Alıştırma: Müslümanın bilgisi üzerine olan aşağıdaki metinde "Allah cc. Bilgisi" ifadesinden "hizmetleri, infakları artırır." ifadesine kadar uzanan kısmı birebir kopyalayın.

Müslümanın bilgisi yüce Allah’tandır

Müslümanlar, âlemlerin Yüce Rabbi, Yüce Allah’ın bilgisini, ilmini, yarattığı varlıkların bilgilerini edinir.

Abone Ol

Allah cc. Bilgisi ile donanır, birikimlenir, güzelleşir, şekillenir, yararlanır. Bunun için başkalarından çok farklı, yararlı, güzel, iyi, doğru, dürüst, harika, harikulade, şahane, üstün, onurlu insan olur.

Müslüman Yüce Allah’ı bilir ve O’na ibadet eder. Emirlerini dinler. Yasakladıklarından sakınır. İyilikleri, hizmetleri, infakları artırır.

Müslüman olmayanlar, her türlü hak ve hakikatten, doğru ve gerçeklerden, iyiliklerden, Allah cc. Rızasından kaçınır. Allah’ı dost edinmez. Hatta yalanlar, inkâr eder, sevgi, saygı duymaz. İtaat etmez. Allah cc. Düşmanlarını dost edinir. Sevgi, saygı duyar. Şeytanlaşmışların kötü, çirkin, yaramaz, bozuk, yalan, yanlış düşüncelerini isteyerek alır. Artık zalim olmuştur. Şeytanlaşmıştır. İnsanlara ve tüm varlıklara zarar- ziyan vermede, bir sakınca görmemektedir.

Bu kötü, çirkin, berbat, batıl, küfür, çürümüş yolu isteyerek seçmiştir. Zalim ve işe yaramaz hale gelmiştir. Bu kötü durumuyla bile hak ve hakikatte olanlara sorsanız, iyiliği, doğruyu öğretir. Bunlar bilerek iyilik, hizmet, yararlı iş, doğru ve dürüst iş yapmazlar. Kötüler tarafından kullanılan materyal hale gelmişlerdir. Hırsızlık, yolsuzluk, rüşvet, çalma, bozma, yıkma, olumsuz işleri bilerek yaparlar. Bu kötü işleri daha çok materyalistler yapmaktadırlar. Bu adi duruma düşmüşlerin, milletimize, devletimize yararları olmamıştır. Tamamen kullanılan araç- gereç durumuna düşmüşlerdir. Bunların fikirleri- düşünceleri haram, yedikleri haram, içtikleri haram, kullandıkları haram, hakkı yalanlamaları alışkanlık olduğu için düzelmezler. Sadece ülkemize değil, dünya insanlarına ve varlıklarına çok büyük zararlar vermektedirler. Bunlar en zararlı hayvani varlıklardan çok daha tehlikeli olmuşlardır. Zaten yüce Allah’ımız mealen buyuruyor: “ Onlar hayvanlardan daha da aşağıdır.”

1839 Padişah fermanı ile batılılaşma başladı. Yanı toplum ve devlet değer yargılarından yasalarla uzaklaştırıldı. İslam dinine, ahlaka, inanca, ibadetlere, hak muameleye karşı yasalarla uygulamalar yapıldı. Batının batıl olan değersizleri, değer yargısı olarak benimsendi. Toplum inancından ve doğru yargılarından kanunlarla uzaklaştırıldı. Bu insanların nefislerine, canlarına, keyiflerine, zevklerine uygun geldi. Haramlar, günahlar kanunla meşrulaştırıldı. Kadınlar meta, malzeme, araç- gereç olarak kullanılmaya başlandı. Kadın, erkek işliklerindeki, haram, günah ilişkiler normalmiş gibi hale getirildi. Helal yoldan çalışıp, helal kazanma düşüncesi yok edildi.

Veri Kesiti:
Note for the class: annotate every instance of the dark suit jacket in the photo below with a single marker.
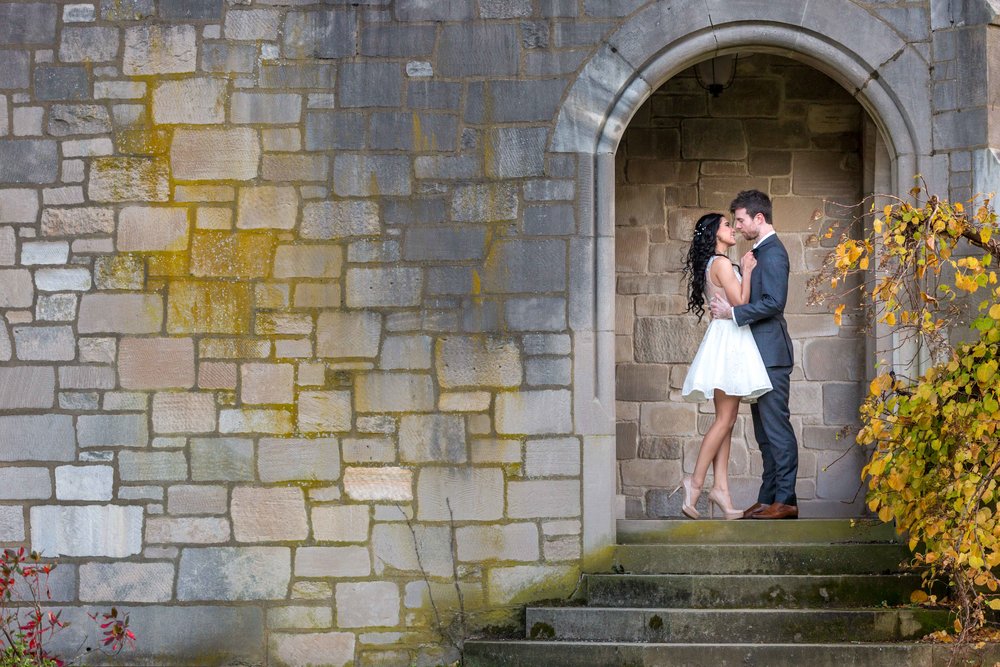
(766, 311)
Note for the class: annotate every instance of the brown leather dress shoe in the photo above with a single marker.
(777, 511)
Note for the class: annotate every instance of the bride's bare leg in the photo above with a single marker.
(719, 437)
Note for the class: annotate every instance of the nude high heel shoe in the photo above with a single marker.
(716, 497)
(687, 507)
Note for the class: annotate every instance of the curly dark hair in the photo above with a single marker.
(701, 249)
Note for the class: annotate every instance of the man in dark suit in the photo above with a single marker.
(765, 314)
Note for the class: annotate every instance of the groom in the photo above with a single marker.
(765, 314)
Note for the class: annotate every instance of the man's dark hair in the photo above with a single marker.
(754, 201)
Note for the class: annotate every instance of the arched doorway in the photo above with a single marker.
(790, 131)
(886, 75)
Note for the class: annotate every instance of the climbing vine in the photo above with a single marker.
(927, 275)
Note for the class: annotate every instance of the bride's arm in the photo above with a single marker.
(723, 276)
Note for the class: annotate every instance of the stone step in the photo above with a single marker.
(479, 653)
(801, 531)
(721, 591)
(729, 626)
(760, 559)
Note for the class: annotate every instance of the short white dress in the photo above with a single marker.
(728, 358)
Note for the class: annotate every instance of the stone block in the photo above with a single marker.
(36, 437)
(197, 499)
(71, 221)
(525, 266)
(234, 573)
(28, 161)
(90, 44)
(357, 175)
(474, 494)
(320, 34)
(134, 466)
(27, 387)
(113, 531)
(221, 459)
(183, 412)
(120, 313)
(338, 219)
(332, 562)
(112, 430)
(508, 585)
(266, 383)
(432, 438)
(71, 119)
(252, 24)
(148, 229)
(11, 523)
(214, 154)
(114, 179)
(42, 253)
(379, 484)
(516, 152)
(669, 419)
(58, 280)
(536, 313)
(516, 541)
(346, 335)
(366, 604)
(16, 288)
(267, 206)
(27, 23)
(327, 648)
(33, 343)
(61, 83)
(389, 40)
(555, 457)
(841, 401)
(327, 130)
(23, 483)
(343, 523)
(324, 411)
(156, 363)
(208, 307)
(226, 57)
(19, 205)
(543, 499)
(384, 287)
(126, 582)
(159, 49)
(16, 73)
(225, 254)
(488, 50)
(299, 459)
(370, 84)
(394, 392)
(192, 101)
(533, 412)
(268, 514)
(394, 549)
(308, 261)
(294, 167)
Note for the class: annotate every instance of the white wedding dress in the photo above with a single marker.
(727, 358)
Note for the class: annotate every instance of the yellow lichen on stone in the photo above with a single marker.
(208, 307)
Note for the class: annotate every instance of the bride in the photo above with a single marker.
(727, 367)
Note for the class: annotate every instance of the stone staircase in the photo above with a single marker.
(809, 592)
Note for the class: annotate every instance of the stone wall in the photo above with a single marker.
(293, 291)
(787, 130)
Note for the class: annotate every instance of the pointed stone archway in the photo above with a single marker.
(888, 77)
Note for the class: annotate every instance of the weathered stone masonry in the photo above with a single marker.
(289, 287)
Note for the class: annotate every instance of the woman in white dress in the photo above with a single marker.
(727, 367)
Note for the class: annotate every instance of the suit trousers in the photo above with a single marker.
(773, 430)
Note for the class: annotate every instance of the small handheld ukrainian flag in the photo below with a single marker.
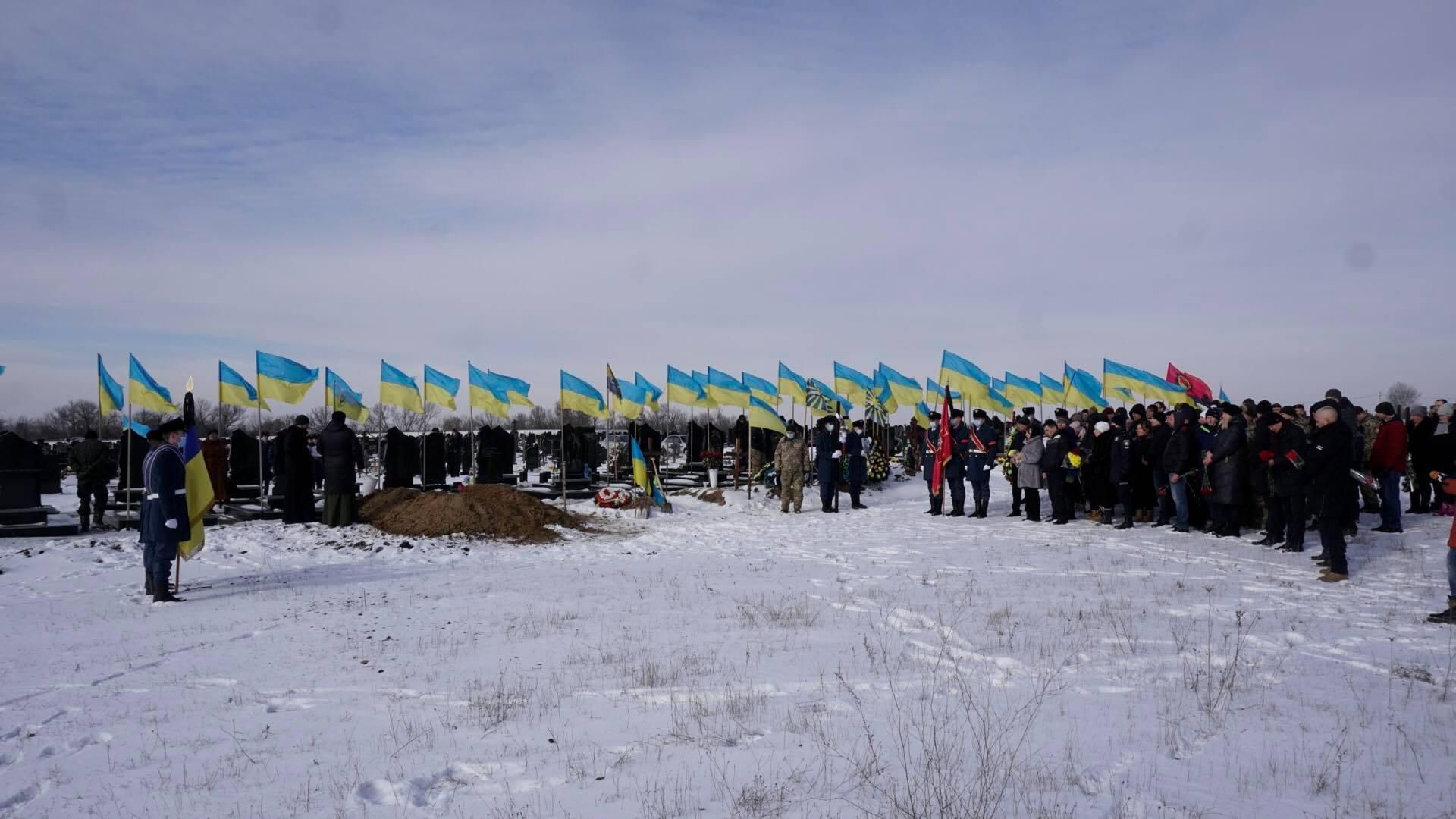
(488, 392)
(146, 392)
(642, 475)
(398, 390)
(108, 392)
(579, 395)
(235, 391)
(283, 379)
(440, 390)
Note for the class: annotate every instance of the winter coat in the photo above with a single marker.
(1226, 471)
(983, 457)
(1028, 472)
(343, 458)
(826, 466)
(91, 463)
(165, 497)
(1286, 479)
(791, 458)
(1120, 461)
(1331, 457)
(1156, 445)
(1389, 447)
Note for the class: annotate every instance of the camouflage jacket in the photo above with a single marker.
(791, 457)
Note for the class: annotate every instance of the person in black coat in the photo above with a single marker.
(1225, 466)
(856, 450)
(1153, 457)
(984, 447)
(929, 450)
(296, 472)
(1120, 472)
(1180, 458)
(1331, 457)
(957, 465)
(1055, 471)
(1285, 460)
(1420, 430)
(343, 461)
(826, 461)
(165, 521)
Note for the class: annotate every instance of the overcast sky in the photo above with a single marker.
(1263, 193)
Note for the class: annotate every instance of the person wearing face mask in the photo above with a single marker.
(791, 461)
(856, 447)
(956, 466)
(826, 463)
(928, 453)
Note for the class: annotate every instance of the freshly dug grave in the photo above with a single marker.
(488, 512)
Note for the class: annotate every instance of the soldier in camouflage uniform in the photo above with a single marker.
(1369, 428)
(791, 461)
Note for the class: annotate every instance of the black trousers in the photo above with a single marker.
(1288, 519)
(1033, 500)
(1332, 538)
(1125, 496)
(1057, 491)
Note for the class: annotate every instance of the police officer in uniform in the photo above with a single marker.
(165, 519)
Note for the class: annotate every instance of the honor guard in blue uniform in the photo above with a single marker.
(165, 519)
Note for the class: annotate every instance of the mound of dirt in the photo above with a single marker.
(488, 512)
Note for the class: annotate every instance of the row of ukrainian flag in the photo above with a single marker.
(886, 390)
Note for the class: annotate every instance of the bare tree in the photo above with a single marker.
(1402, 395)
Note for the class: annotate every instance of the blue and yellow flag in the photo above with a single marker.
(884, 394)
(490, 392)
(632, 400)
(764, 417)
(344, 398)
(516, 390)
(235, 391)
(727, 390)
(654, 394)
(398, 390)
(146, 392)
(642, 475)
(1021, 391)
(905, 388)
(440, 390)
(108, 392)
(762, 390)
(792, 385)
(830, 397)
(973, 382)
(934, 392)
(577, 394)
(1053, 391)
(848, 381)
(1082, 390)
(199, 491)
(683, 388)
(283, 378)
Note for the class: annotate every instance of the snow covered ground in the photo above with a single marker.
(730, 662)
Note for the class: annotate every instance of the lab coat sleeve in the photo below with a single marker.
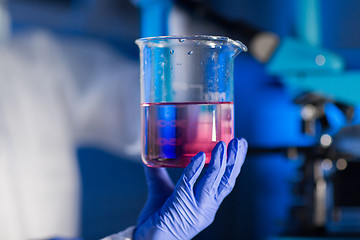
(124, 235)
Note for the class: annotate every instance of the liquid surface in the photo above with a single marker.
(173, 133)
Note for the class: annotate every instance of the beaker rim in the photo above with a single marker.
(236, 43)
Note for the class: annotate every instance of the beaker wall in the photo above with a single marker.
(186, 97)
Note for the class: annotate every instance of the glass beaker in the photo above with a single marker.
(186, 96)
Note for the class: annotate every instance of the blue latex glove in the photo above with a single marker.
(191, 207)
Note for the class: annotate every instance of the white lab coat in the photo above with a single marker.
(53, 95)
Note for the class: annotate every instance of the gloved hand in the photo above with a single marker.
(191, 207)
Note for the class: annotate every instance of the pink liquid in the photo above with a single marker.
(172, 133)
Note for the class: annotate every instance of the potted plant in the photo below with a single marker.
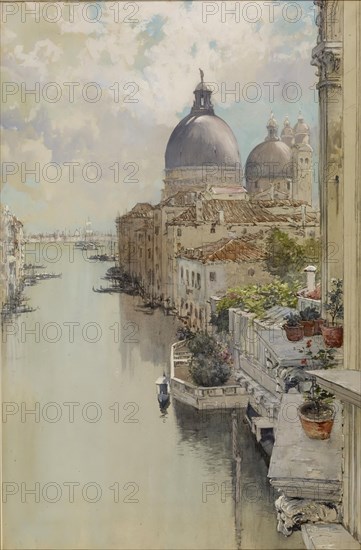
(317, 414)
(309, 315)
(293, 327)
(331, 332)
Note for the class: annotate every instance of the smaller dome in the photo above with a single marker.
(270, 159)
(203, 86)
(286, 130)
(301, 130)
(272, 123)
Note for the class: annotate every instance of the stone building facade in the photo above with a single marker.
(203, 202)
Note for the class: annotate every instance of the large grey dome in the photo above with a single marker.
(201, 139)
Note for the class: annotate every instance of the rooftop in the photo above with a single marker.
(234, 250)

Görev Çözümü:
Allah cc. Bilgisi ile donanır, birikimlenir, güzelleşir, şekillenir, yararlanır. Bunun için başkalarından çok farklı, yararlı, güzel, iyi, doğru, dürüst, harika, harikulade, şahane, üstün, onurlu insan olur.

Müslüman Yüce Allah’ı bilir ve O’na ibadet eder. Emirlerini dinler. Yasakladıklarından sakınır. İyilikleri, hizmetleri, infakları artırır.